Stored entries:
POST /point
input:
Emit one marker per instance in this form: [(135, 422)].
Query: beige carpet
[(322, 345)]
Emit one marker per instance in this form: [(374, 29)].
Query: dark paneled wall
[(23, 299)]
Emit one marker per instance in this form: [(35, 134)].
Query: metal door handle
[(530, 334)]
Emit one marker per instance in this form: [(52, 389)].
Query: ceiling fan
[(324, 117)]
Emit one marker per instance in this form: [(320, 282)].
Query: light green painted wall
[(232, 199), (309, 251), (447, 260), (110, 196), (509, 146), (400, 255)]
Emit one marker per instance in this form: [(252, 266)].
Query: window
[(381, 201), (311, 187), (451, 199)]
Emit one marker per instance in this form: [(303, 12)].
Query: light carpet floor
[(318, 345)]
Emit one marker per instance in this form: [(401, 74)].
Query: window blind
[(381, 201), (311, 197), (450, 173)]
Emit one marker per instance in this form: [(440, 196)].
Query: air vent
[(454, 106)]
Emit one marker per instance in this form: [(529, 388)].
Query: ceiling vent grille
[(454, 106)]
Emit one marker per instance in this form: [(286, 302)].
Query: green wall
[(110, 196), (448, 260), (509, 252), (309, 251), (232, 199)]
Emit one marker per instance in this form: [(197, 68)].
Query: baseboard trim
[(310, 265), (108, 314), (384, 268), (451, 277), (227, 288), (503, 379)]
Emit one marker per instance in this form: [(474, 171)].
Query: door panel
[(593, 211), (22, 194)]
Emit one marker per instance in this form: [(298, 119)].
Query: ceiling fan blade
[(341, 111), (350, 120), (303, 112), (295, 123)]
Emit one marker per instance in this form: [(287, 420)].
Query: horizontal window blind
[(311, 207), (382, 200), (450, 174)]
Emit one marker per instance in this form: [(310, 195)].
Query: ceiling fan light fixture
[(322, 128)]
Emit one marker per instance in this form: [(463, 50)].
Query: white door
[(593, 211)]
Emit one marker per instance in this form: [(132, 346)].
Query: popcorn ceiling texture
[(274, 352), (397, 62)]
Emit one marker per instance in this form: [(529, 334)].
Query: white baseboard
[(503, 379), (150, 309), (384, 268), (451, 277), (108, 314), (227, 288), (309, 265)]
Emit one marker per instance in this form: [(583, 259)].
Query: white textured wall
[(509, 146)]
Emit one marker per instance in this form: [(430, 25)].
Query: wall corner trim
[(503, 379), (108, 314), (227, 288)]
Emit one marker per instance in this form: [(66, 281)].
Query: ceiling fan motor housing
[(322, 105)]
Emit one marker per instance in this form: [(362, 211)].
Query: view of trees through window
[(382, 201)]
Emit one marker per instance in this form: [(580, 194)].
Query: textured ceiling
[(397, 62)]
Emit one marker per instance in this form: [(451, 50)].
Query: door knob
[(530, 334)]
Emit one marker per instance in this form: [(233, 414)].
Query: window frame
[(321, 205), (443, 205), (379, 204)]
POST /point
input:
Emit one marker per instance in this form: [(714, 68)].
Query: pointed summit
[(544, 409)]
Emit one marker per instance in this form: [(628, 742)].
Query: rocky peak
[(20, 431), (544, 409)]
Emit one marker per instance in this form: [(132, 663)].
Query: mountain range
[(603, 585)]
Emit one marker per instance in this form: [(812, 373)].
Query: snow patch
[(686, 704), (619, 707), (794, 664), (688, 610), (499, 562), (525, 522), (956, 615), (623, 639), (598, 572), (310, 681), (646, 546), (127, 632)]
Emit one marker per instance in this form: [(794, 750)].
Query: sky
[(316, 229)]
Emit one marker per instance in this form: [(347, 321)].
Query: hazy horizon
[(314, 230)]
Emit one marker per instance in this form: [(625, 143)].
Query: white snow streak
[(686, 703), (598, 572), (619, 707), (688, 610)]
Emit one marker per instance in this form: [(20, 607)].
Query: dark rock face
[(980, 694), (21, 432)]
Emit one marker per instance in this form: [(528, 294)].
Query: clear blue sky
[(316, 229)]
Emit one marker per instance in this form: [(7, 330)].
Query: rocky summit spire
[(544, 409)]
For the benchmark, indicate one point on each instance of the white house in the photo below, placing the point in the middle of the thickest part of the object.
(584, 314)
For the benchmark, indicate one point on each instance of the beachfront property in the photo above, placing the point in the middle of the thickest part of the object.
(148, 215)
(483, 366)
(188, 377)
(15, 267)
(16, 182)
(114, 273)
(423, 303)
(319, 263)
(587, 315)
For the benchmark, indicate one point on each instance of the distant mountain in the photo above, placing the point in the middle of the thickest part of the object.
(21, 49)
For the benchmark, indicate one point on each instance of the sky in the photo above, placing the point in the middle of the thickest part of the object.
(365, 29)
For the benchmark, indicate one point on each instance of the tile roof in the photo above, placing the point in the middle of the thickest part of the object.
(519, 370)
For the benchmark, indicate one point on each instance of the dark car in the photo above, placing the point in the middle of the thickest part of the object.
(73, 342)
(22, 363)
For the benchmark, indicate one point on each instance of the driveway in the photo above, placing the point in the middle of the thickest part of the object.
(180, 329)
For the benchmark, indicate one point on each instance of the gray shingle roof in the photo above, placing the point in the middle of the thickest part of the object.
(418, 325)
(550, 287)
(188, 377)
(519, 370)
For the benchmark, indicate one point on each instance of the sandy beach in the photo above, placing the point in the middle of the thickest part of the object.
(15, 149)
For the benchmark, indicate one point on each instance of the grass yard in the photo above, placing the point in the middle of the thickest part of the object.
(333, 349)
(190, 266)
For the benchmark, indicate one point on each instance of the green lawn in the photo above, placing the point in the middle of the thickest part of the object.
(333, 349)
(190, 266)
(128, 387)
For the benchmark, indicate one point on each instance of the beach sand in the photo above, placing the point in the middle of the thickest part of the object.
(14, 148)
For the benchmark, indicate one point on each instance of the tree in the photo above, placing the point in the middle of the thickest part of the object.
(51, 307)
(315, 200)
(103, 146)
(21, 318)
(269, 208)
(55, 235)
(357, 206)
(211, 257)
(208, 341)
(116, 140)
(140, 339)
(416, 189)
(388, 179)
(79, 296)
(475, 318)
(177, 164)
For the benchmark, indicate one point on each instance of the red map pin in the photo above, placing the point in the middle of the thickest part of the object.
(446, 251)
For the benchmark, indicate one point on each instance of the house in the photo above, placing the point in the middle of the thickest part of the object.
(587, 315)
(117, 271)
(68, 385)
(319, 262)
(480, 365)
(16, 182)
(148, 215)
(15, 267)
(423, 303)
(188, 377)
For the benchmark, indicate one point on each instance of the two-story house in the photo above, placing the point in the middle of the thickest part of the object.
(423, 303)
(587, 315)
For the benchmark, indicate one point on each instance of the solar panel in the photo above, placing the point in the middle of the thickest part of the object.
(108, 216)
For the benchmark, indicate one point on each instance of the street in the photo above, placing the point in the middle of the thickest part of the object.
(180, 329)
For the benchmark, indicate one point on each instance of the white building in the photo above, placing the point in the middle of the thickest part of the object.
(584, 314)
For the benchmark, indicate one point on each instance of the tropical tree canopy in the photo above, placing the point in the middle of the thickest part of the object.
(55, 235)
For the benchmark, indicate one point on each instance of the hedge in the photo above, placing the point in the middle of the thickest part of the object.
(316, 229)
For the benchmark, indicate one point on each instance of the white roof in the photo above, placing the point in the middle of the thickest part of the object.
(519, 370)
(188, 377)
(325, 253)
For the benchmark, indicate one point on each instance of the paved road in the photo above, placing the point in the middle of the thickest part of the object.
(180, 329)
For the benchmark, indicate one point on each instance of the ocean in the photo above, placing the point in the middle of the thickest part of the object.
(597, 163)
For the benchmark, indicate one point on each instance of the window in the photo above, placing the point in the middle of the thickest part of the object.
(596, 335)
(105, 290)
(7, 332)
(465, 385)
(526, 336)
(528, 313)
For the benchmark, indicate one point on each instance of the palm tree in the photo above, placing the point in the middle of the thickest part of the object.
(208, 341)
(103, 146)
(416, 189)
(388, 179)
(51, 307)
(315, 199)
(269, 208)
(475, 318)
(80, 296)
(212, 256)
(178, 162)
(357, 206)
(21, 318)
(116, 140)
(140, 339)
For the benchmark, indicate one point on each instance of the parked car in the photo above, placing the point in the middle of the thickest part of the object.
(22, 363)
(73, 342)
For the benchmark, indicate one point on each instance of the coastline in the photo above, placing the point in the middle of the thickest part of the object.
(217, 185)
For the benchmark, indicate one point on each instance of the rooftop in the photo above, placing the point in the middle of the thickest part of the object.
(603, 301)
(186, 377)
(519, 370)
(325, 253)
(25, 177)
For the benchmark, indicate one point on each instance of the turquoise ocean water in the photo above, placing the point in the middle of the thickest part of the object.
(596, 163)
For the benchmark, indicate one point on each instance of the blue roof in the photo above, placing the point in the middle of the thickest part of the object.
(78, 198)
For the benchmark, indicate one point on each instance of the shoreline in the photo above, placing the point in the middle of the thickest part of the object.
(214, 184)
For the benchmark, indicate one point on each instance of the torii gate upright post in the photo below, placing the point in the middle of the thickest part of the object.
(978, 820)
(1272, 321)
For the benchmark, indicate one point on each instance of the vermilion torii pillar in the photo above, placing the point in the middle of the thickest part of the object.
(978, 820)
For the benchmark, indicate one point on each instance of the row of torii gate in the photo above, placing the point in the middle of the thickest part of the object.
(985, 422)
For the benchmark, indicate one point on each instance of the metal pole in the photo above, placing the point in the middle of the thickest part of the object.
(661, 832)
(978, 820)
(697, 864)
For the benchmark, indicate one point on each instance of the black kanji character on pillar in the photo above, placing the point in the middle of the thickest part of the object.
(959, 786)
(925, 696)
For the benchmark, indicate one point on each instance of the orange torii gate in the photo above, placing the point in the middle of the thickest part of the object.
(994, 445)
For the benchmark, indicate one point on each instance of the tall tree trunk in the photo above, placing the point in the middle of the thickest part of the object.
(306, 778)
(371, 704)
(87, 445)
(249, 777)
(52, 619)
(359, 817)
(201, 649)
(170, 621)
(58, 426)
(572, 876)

__THE REQUEST__
Render the lines of the entries as a Markdown table with the columns Row and Line, omitting blank lines. Begin at the line that contains "Emit one marker per instance in this form: [(362, 211)]." and stop after the line that contains "[(397, 62)]".

__TASK RESPONSE__
| Row | Line |
|---|---|
| 1 | Emit one marker per instance in this form: [(362, 211)]. |
| 2 | Query: view of trees through window |
| 3 | [(382, 201)] |
| 4 | Emit one marker per instance in this form: [(580, 194)]. |
| 5 | Query: textured ceiling |
| 6 | [(397, 62)] |